Projeto de Lei (PL 2858/22) que prevê anistiar envolvidos nos ataques golpistas de 8 de janeiro de 2023, quando apoiadores do ex-presidente Jair Bolsonaro (PL) invadiram e depredaram sedes dos Três Poderes, em Brasília, tem dividido base e oposição. A proposta mobiliza uma parcela de militantes bolsonaristas a ir às ruas pressionar o andamento da pauta no Congresso.

O presidente da Câmara, deputado Hugo Motta (Republicanos-PB), tem dado sinalizações de que o tema não é prioridade. A posição tem feito aliados de Bolsonaro se mobilizarem, obstruindo trabalhos em comissões temáticas em temas diversos e articulando com outros deputados para garantir o número mínimo de assinaturas (257) para pedir urgência do texto. Movimentos recentes reacenderam o debate sobre a viabilidade do projeto. Última atualização de líderes da oposição aponta que o número foi atingido e que pelo menos 259 assinaturas foram recolhidas, sendo oito de parlamentares cearenses. 

Dados do Portal da Câmara dos Deputados mostram que, pelo menos, sete projetos de anistia foram protocolados e estão apensados ao PL 2858/22. O texto, de autoria do ex-deputado federal Major Vitor Hugo (PL-GO), inicialmente previa anistiar quem participou de atos após a derrota eleitoral de Bolsonaro para o então presidente eleito Luiz Inácio Lula da Silva (PT), à época ocorriam protestos em rodovias e em frente a quartéis do Exército. Entretanto, mudanças no texto incluíram também os manifestantes do 8 de janeiro.

[Objetivo da tarefa]
Extraia do texto sobre o projeto de anistia o trecho entre "Dados do Portal" e "8 de janeiro.", inclusive, copiando-o sem nenhuma alteração. A listagem é um material independente e não tem relação com o texto.

[Dados fornecidos]

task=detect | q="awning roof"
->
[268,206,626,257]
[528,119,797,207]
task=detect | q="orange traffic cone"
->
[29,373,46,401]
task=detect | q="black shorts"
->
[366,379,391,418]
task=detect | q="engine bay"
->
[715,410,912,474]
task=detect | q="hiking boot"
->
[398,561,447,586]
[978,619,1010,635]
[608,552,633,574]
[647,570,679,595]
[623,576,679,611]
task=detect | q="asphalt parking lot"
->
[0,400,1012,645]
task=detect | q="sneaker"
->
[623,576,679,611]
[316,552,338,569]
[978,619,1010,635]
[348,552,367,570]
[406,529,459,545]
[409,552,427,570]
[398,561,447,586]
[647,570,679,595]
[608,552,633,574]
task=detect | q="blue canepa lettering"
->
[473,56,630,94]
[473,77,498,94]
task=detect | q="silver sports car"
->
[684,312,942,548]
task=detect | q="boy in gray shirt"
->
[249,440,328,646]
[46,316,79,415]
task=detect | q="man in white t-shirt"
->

[Resolução]
Dados do Portal da Câmara dos Deputados mostram que, pelo menos, sete projetos de anistia foram protocolados e estão apensados ao PL 2858/22. O texto, de autoria do ex-deputado federal Major Vitor Hugo (PL-GO), inicialmente previa anistiar quem participou de atos após a derrota eleitoral de Bolsonaro para o então presidente eleito Luiz Inácio Lula da Silva (PT), à época ocorriam protestos em rodovias e em frente a quartéis do Exército. Entretanto, mudanças no texto incluíram também os manifestantes do 8 de janeiro.